Ce soir-là, par extraordinaire, la cour des miracles de Liverpool était d’un calme désespérant. Lorsque nous atteignîmes Highfield-Street, les habitans du lieu étaient rentrés chez eux comme de bons bourgeois. On n’apercevait dans la rue qu’une seule maison éclairée à cette heure : c’étaient une trentaine d’Irlandais rassemblés pour veiller devant le corps d’un enfant, et qui, dans leur dévotion superstitieuse, célébraient dans une chambre ouverte, à la clarté des flambeaux, les rites à demi païens de leur pays. Cependant les locataires attardés arrivaient un à un, et, voyant des étrangers, ils se glissaient en silence le long des murs ; les portes entrebâillées se refermaient aussitôt derrière eux.

Consigne 1> Renvoyez toutes les lignes ci-dessous qui contiennent la chaîne "orange", en tenant compte de la casse.

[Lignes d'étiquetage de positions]
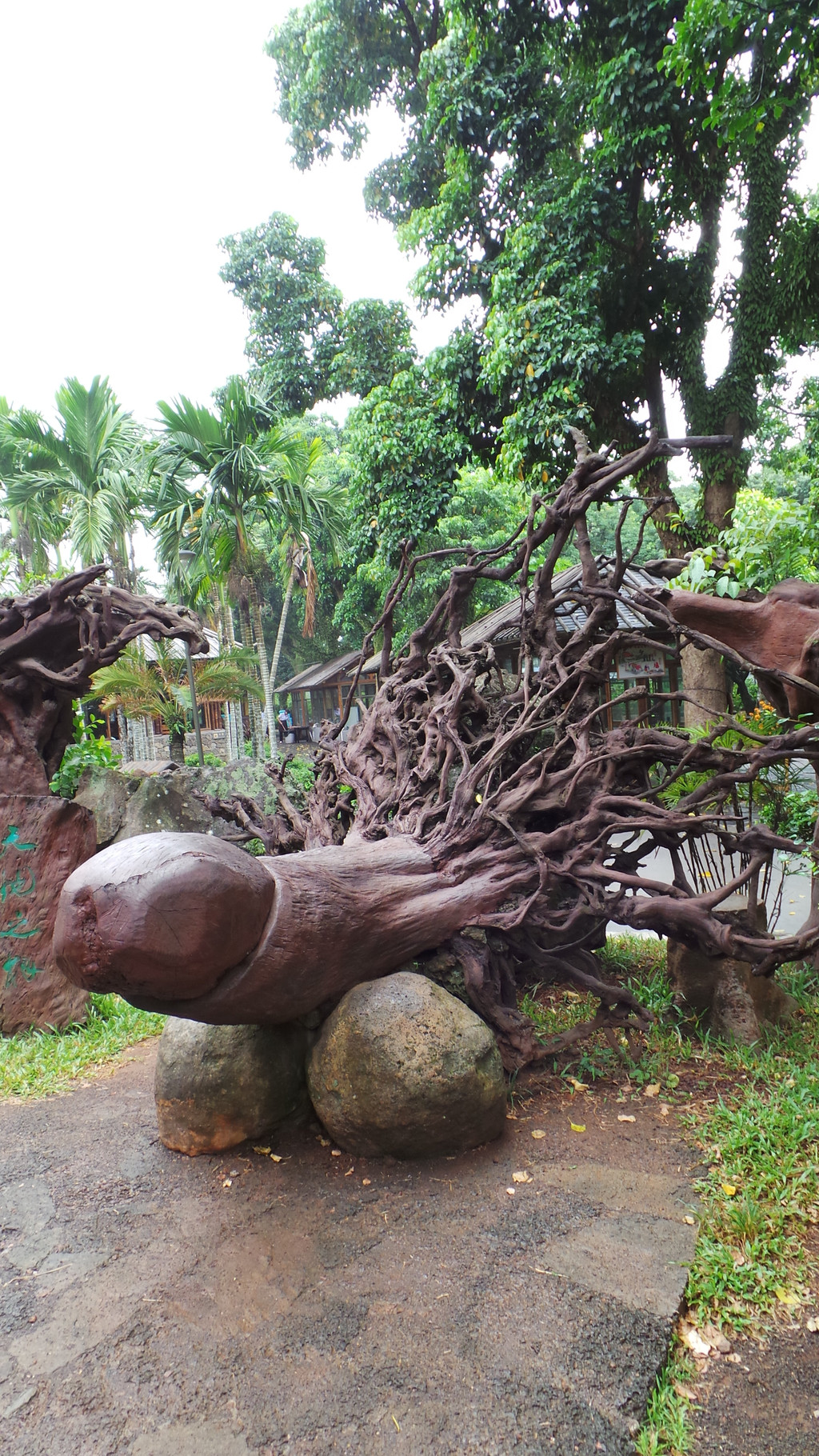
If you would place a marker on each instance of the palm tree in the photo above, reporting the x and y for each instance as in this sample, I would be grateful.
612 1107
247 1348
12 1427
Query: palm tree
86 475
159 687
226 474
32 530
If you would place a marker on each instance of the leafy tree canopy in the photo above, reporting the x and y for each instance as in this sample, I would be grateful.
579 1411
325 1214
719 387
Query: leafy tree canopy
305 344
569 168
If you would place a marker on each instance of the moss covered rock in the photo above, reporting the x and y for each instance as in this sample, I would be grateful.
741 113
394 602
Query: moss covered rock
405 1069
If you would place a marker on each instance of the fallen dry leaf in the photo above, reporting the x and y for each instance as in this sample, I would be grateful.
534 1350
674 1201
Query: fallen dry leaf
786 1296
693 1340
716 1338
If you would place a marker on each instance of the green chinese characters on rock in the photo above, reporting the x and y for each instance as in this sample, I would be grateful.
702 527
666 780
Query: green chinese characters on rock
18 966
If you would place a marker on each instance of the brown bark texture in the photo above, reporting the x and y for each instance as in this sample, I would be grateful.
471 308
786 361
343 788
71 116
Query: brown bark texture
51 642
501 820
42 839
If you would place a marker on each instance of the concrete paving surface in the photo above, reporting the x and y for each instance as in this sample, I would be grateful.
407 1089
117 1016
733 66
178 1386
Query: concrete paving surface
156 1305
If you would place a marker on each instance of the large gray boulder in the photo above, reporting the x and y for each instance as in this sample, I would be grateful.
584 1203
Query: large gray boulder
405 1069
218 1085
105 792
165 802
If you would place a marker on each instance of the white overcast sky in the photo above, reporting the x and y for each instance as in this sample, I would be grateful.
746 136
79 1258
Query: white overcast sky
134 137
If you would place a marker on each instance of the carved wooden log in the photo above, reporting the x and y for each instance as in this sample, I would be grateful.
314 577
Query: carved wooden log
190 925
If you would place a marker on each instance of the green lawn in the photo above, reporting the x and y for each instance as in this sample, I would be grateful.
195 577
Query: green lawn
753 1113
35 1063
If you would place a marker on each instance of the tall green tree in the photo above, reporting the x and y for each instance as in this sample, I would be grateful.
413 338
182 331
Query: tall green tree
569 168
80 481
226 474
303 342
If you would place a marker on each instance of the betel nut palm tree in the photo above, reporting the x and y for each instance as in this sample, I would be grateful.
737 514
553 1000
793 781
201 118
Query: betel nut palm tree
225 475
158 687
79 482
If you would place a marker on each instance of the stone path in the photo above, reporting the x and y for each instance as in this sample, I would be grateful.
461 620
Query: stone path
158 1305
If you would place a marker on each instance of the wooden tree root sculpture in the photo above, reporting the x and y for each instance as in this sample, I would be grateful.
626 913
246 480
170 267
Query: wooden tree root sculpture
50 644
504 820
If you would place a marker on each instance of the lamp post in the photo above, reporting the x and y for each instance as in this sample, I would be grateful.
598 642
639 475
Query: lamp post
188 557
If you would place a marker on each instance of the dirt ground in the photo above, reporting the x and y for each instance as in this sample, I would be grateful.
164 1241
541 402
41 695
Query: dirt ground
159 1305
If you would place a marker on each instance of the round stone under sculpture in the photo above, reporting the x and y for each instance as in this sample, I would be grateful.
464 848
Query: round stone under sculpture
218 1085
405 1069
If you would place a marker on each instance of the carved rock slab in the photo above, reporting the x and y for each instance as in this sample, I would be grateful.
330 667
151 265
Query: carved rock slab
42 841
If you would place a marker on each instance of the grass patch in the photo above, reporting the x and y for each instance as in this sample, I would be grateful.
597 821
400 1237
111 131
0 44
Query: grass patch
666 1430
754 1116
37 1063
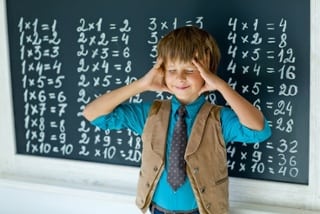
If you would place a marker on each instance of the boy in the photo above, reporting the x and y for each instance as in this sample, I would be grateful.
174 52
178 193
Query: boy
186 67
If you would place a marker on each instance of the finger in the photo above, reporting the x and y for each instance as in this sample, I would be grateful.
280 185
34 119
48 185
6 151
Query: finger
158 63
197 64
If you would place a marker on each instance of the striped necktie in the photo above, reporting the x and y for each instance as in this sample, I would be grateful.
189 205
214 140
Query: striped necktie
177 165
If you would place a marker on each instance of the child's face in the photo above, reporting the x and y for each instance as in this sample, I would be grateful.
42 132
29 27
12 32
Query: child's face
183 80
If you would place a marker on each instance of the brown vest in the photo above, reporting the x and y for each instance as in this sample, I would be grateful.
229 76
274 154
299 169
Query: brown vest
205 157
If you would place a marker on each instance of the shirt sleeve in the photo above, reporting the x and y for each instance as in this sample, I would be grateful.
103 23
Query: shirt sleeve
126 116
234 131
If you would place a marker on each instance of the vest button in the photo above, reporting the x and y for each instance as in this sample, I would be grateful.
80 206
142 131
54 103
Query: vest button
208 205
203 189
155 168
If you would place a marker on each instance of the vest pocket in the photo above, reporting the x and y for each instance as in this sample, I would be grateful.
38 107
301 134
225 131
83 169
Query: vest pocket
218 182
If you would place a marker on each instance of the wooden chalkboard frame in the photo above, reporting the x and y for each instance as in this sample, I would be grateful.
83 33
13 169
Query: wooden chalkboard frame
297 37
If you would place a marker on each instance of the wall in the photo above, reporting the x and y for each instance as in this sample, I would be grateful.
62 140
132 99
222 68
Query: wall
32 183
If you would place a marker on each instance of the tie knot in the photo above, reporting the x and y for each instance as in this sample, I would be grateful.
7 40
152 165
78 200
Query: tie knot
182 111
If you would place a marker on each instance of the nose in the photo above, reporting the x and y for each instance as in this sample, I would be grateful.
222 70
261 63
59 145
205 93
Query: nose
181 76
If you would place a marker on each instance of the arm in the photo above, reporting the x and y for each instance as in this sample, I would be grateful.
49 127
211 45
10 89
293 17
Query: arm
248 115
107 102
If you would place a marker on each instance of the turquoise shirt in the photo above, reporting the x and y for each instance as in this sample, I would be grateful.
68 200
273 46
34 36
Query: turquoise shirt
133 116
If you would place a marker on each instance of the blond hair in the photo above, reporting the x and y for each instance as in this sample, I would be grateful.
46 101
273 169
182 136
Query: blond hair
187 43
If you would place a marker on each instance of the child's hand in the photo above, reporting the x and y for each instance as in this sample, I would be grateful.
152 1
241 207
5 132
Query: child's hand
154 79
211 80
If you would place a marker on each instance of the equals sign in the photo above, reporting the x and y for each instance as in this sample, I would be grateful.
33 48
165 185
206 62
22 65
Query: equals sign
270 70
114 39
188 23
270 159
46 66
45 27
270 146
119 141
269 105
53 137
118 81
45 38
53 124
115 53
270 54
271 40
50 81
270 26
53 109
46 52
270 89
112 26
52 95
271 171
117 67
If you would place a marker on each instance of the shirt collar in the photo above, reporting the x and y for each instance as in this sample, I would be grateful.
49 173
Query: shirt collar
192 108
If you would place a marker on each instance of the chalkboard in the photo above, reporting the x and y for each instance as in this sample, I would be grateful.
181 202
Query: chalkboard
64 54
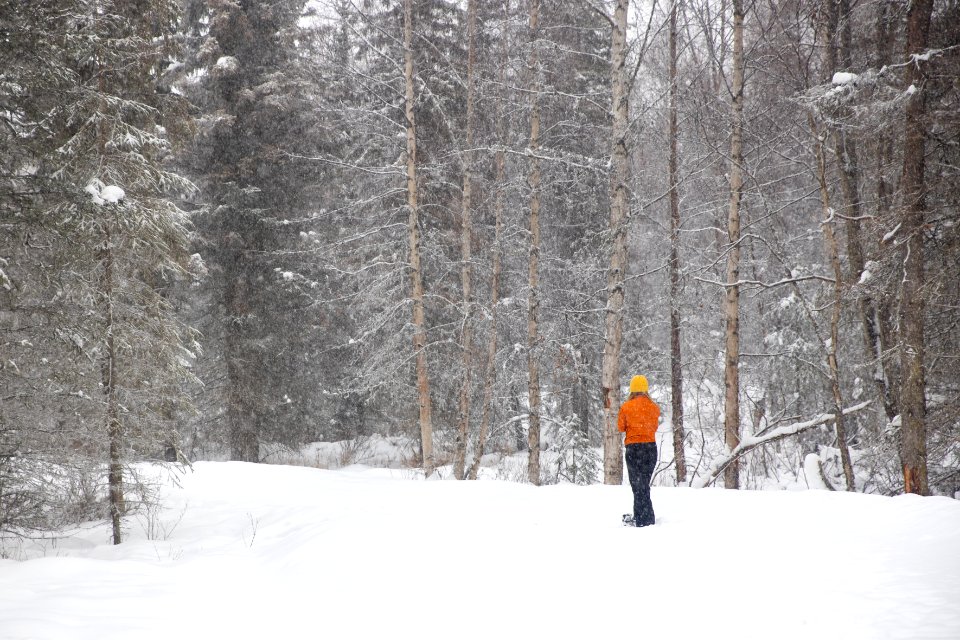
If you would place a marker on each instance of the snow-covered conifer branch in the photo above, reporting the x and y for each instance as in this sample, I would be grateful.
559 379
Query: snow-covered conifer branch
748 442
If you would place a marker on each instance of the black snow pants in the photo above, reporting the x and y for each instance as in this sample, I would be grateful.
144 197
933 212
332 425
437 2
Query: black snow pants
641 461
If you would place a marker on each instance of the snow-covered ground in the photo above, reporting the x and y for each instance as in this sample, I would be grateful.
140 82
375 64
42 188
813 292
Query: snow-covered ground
257 551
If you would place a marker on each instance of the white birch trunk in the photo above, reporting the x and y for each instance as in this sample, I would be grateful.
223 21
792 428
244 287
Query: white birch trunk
616 275
466 270
419 323
731 374
533 299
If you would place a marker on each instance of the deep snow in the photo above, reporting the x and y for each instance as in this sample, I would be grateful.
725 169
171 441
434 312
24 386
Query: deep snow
257 551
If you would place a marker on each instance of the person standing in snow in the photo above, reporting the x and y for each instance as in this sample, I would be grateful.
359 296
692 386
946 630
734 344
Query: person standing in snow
638 419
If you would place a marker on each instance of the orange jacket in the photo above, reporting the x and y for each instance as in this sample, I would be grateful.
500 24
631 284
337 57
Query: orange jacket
639 419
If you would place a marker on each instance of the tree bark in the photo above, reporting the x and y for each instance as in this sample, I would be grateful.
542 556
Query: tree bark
533 299
731 374
913 408
616 275
676 364
413 224
833 253
828 29
109 370
500 162
466 269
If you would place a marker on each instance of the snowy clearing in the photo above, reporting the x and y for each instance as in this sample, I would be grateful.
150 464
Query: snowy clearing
254 551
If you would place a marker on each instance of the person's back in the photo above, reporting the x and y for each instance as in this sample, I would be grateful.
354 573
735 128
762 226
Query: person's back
638 420
640 417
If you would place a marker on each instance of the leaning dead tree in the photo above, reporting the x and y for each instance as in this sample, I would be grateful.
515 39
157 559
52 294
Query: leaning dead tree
749 443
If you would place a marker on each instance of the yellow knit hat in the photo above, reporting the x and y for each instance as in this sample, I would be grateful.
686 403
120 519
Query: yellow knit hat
638 384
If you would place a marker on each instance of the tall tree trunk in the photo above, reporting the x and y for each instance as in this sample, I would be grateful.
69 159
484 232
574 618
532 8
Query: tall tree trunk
731 373
830 243
109 374
616 275
413 224
241 416
913 407
848 165
109 364
533 300
885 339
828 31
676 364
500 161
466 269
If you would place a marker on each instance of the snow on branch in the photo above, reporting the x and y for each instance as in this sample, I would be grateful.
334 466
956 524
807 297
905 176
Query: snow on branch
748 442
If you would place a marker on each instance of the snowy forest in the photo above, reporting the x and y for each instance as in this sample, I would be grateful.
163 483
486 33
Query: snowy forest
235 229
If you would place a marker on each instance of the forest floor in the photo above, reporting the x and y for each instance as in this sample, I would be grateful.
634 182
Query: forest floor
236 550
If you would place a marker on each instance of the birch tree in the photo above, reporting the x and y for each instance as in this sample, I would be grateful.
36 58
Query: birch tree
616 274
466 240
413 229
731 375
533 280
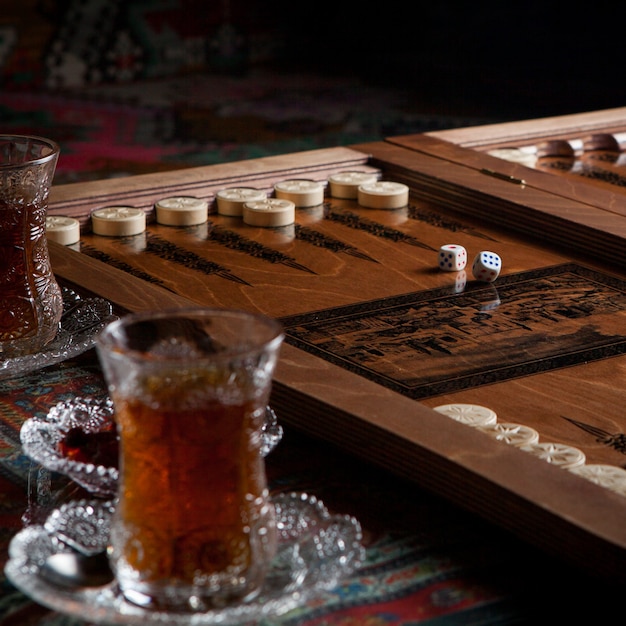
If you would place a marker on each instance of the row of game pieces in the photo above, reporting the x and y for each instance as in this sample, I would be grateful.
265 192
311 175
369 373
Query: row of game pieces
485 267
254 206
527 439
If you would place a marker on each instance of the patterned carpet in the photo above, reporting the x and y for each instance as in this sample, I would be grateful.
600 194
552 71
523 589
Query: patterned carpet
154 125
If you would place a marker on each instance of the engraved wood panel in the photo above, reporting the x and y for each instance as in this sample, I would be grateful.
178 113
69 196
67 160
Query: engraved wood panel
377 335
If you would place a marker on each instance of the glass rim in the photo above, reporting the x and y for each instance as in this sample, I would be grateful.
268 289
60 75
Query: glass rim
55 149
109 338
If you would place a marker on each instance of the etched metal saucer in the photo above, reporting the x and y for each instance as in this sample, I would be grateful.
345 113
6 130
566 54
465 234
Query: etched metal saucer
42 438
316 549
81 322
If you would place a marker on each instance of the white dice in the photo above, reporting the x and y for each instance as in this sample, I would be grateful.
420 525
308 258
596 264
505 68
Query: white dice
452 257
486 266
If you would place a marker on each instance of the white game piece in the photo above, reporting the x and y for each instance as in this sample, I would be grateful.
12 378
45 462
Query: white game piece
486 266
269 213
556 453
452 257
63 230
470 414
181 211
513 434
608 476
230 201
383 195
345 185
303 193
118 221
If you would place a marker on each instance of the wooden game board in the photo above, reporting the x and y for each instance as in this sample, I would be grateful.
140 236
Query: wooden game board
377 336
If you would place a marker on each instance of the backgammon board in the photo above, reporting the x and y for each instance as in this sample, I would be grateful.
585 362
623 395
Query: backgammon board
377 336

Consigne 2> Indiquez si chacune des affirmations suivantes concorde avec le passage sur Liverpool, en répondant par oui ou par non et en citant les mots décisifs du passage. (a) Ce soir-là, la cour des miracles de Liverpool était animée. (b) Une trentaine d'Irlandais veillaient devant le corps d'un enfant. (c) Les locataires attardés saluaient bruyamment les étrangers.

Solution complète 1>
If you would place a marker on each instance of the orange jacket in the photo above, reporting the x and y for each instance as in this sample, I would be grateful.
Query: orange jacket

Solution complète 2>
(a) Non : « la cour des miracles de Liverpool était d’un calme désespérant ».
(b) Oui : « c’étaient une trentaine d’Irlandais rassemblés pour veiller devant le corps d’un enfant ».
(c) Non : « voyant des étrangers, ils se glissaient en silence le long des murs ».